■ To do
• A. In the commentary on the Bank of England's interest rate decisions, by how much did the Monetary Policy Committee raise interest rates?
• B. Continue the commentary on the Bank of England's interest rate decisions from its final sentence onward.

*** Opening Quoted passage ***

Has the Bank of England done too little too late?
I had the privilege recently of driving a fast car over 130mph on a steeply banked test circuit. At a certain speed, no steering was required as the physical forces balanced and the car steered itself around the track. At higher speeds, a firm grip of the steering wheel was necessary to prevent the car veering up and off the edge into the crash barrier.
If I focused on the road in front, the steering was difficult and a constant matter of adjustment and readjustment to retain control. Looking ahead and round the curve of the track, however, and the steering was easier, the adjustments required smaller, and any dangers better anticipated. Perhaps members of the Bank of England Monetary Policy Committee should enjoy a similar day out. It might help them think about how they should set interest rates.
The Bank of England will be feeling pleased with itself following its decision to raise interest rates this month. It now appears more hawkish than the Federal Reserve or the European Central Bank. This does not change the fact that it should have acted sooner.
The Bank’s Monetary Policy Committee (MPC) kept interest rates unchanged at 0.1% in November, the level that had persisted since the start of the pandemic in early 2020. This was despite some strong hints beforehand that a rate rise was likely. In the event, MPC members baulked and decided they wanted more data. Conveniently, between the November and December meetings there were two months ’ worth of labour market data releases, and the Bank looked to these to help guide its next decision.
The November non-move surprised markets and there was discussion about whether the Bank was continuing to be an “unreliable boyfriend”, a reputation acquired under Mark Carney ’ s governorship. Under Carney, the Bank deployed so-called “forward guidance”, with which it sought to provide some certainty about future rises in interest rates linked to falls in the unemployment rate. Despite its own guidance, the MPC hesitated to raise rates as unemployment fell because members exercised their judgement and prioritised other factors. Hence the “unreliable boyfriend” tag.
This autumn however, the Bank had signalled reasonably strongly that it was likely to move rates, hence the surprise when it did not. Subsequent data duly showed a labour market stronger than the Bank had expected and the 5.2% inflation rate in November exceeded the Bank ’ s prediction only a month ago for it to peak at 5% in April. The Bank now thinks it will peak at 6%. The jump in the inflation rate required the Governor to write a letter of explanation to the Chancellor of the Exchequer. The Covid virus also surprised, by mutating a new variant which threatened to throw 2022 predictions once again up in the air. The MPC looked past Omicron and raised interest rates by 0.15%.

*** Closing Quoted passage ***
*** Opening Information supplied ***

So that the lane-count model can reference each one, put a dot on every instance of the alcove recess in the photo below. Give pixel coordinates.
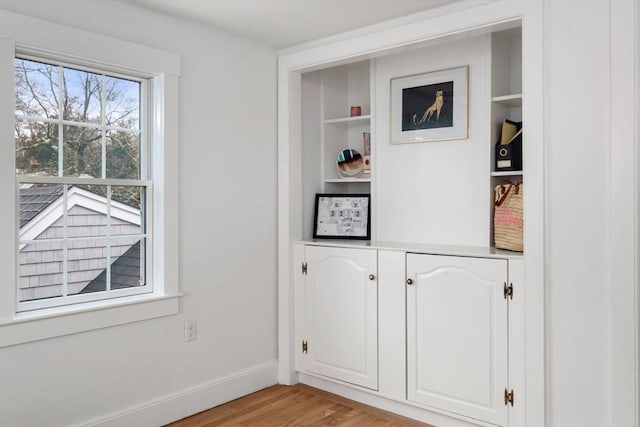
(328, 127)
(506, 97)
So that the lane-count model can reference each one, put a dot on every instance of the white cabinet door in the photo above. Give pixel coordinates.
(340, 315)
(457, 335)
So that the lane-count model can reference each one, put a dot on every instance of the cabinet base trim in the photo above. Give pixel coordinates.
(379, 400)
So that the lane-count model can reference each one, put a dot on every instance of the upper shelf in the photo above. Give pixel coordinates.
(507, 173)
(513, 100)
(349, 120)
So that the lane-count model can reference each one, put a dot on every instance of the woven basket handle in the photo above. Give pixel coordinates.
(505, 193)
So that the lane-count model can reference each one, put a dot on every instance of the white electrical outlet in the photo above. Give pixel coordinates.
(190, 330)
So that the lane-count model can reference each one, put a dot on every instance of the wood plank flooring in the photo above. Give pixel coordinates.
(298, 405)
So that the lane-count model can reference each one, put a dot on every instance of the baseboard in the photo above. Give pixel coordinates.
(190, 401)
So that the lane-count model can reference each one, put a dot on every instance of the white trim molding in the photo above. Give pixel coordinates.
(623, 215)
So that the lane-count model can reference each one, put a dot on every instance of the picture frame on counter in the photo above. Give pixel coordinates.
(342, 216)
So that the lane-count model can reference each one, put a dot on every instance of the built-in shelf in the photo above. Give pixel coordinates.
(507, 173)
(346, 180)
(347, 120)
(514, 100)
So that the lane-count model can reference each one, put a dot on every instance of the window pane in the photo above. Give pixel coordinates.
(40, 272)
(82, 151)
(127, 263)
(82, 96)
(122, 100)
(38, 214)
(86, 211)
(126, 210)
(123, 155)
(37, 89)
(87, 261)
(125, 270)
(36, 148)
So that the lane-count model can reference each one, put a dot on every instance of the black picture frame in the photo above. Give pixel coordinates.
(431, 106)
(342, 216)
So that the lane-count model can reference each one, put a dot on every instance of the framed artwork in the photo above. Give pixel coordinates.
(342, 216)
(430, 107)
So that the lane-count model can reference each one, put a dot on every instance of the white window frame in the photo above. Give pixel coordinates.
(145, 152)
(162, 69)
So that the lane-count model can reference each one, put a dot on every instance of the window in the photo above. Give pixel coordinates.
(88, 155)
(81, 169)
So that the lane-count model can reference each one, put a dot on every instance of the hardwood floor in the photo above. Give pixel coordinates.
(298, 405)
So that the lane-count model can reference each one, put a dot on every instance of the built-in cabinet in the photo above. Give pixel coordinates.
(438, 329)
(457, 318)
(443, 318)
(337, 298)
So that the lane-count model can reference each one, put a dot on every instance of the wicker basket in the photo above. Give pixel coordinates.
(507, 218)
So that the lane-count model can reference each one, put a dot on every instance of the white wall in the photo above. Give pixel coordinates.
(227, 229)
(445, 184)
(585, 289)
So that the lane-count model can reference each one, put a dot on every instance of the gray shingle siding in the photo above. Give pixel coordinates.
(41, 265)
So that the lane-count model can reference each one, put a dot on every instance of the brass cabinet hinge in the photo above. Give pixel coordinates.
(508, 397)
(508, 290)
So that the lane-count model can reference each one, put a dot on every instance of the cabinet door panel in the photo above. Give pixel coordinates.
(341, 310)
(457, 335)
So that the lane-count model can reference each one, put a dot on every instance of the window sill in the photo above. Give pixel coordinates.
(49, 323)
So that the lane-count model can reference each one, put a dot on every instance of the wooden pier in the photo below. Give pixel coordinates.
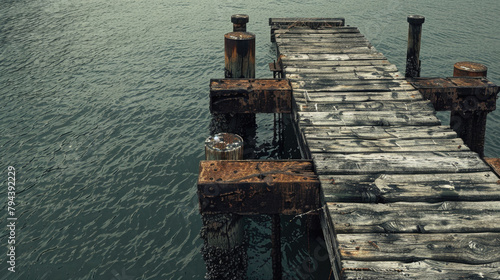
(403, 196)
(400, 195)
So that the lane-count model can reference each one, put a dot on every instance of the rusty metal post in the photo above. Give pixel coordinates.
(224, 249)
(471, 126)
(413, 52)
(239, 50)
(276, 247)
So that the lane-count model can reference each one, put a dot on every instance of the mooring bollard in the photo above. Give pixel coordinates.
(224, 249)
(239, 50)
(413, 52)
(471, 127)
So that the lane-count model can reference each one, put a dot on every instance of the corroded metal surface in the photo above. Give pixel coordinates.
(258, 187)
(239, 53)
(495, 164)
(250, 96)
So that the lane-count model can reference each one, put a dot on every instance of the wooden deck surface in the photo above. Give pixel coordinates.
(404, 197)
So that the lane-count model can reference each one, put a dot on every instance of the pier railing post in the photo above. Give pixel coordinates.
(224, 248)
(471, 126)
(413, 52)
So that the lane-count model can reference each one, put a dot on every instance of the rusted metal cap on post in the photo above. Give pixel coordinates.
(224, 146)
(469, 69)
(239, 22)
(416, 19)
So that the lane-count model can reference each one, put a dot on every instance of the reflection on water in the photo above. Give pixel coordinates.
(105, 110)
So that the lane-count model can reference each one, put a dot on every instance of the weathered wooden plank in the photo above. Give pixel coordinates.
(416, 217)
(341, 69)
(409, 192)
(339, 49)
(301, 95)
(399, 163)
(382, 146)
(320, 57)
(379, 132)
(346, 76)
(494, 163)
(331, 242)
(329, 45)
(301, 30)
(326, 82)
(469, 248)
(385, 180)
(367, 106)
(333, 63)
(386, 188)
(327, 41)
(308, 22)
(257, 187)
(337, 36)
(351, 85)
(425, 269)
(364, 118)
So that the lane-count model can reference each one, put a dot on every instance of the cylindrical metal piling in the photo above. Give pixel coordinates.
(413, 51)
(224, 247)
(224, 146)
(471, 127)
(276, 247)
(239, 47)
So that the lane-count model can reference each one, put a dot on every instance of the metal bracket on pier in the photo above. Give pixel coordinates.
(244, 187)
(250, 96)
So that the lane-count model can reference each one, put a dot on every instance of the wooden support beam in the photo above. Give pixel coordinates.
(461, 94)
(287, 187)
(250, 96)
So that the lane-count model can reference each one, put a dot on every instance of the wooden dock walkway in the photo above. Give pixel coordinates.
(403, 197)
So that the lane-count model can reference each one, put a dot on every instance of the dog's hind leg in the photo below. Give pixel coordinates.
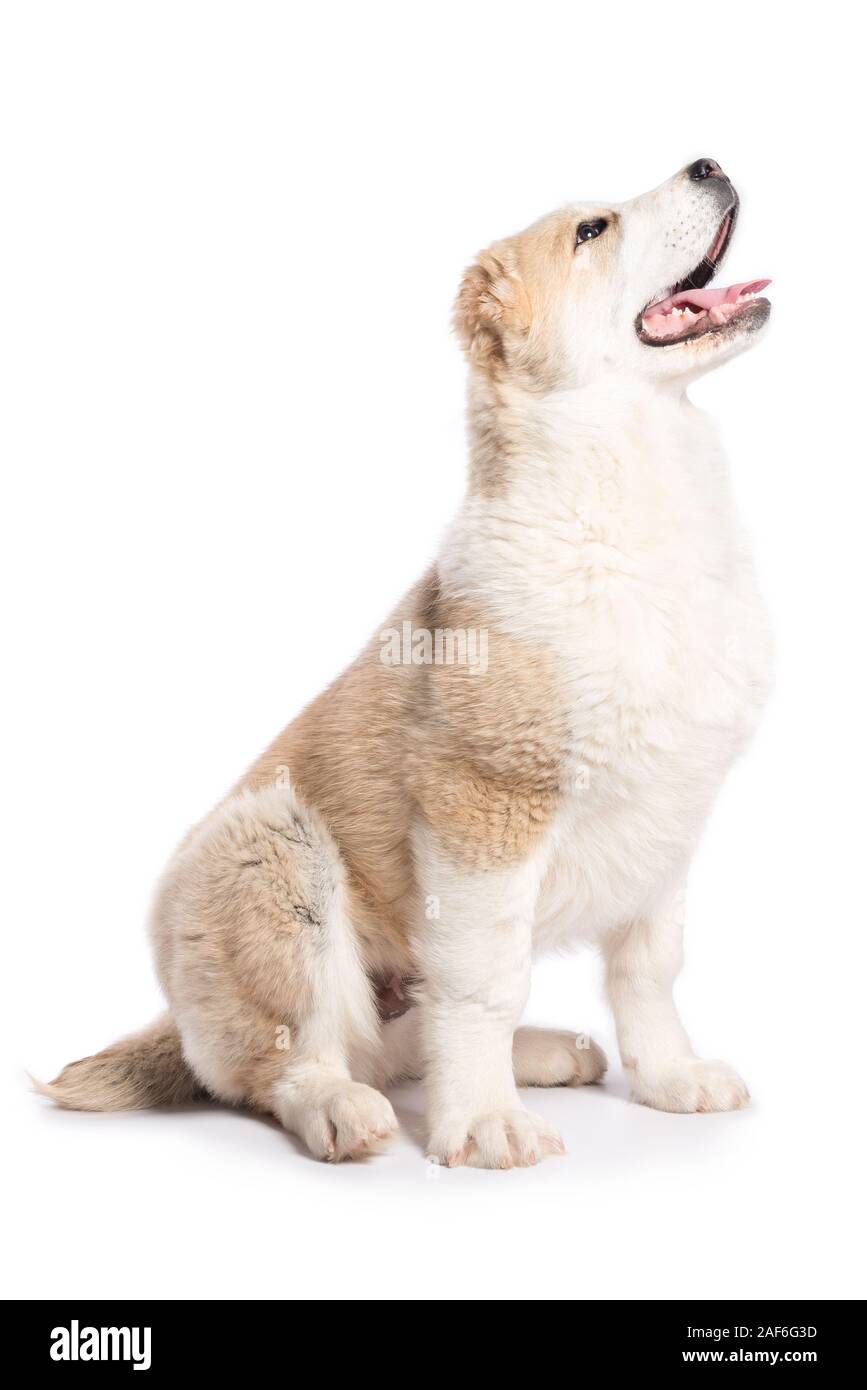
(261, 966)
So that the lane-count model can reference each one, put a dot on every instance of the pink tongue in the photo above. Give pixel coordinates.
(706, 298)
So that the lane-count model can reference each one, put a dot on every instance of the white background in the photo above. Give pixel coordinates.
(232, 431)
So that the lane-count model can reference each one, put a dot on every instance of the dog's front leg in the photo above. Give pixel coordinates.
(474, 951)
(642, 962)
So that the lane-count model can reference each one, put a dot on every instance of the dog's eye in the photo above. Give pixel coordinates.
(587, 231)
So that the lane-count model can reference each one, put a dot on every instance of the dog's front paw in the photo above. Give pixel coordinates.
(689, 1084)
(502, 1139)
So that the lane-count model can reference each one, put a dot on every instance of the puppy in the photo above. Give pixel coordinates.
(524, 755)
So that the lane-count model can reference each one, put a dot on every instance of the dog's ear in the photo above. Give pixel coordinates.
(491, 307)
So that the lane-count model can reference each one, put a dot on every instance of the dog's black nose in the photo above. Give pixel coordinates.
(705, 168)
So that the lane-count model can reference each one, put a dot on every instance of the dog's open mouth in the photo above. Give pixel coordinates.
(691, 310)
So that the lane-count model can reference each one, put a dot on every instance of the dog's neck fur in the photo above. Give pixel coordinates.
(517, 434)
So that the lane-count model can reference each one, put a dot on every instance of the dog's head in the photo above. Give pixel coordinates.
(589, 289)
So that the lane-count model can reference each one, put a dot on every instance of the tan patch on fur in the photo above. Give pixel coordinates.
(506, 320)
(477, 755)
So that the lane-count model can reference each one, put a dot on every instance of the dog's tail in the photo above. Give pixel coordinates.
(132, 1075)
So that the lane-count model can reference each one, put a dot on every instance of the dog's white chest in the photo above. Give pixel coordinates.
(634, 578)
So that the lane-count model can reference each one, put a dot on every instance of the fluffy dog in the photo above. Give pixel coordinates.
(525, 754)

*** Closing Information supplied ***
*** Opening Information supplied ***

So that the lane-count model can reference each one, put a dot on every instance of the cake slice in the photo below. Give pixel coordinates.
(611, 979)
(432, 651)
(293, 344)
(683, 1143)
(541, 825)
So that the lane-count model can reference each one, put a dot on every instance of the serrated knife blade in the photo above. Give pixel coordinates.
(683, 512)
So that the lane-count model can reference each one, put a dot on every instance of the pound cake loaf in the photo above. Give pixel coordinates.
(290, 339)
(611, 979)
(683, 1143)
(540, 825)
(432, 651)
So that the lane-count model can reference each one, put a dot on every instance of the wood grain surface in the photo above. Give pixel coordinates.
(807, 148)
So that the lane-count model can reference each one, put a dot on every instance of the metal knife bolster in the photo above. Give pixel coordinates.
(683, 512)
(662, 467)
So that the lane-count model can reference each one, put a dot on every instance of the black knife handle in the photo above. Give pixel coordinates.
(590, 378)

*** Closing Information supplied ***

■ Outputs by task
• A. By 0.15%.

• B.
The Bank missed an opportunity to ride a wave of inflation expectations and signal it would respond to inflation risks. Interest rate changes take time to fully affect economic behaviour and to look to the labour market for inspiration is to look at a lagging indicator. The risk of higher, embedded, inflation had been rising throughout 2021 and the potential for higher inflation has been evident for at least the past 18 months. The Bank itself had been noting survey data suggesting that household expectations of higher inflation in the medium term had been rising.
So it was that, despite the Omicron variant threatening economic growth, the MPC felt it had to raise the interest rate, in the words of the Chief Economist Huw Pill, “ in order to ensure the credibility of our objective, our inflation target”. Already playing catch up with the inflation rate, MPC members felt they had to do something, otherwise people might conclude they were relaxed about an inflation rate heading for three times the Bank ’ s target. Yet at 0.25% interest rates are still well below the pre-pandemic level of 0.75%.
Most likely an additional reason for the delay in acting was that the Bank had only just completed its latest tranche of Quantitative Easing. Rather than reduce the bond buying programme it announced as part of its pandemic response, which has helped fund the increase in government borrowing, it has preferred to honour that announcement and complete it. There is a certain institutional tidiness to waiting until that point before raising rates.
In 2008 and 2011, the Bank could look through higher inflation and keep rates unchanged, but that was because monetary conditions were tight and, in 2011, the Government was on an austerity drive. That was good inflation risk management, it turned out. Today, monetary conditions are looser (banks are not building up their balance sheets) and governments are increasing spending and borrowing, supported by their central banks. Pandemic-induced price rises may arise from temporary supply and demand shocks, but monetary and fiscal conditions make it easier for households to avoid cuts to disposable incomes by fuel and food price rises, with higher wages. The risk of persistent higher inflation has been increasing.
Interest rate decisions are matters of informed judgement, not of rigid formulas or a reliance on economic models that struggle to reflect the real world. Whatever decision the Bank makes, it will have its critics. The argument here, however, is that the Bank needs to reflect more on how it manages inflation risks. Rather than look further ahead to the curve of the track the economy appears to be on, the Bank has focused too much on the road directly in front. The danger in doing so is that the 0.15% rise is now too little because too late.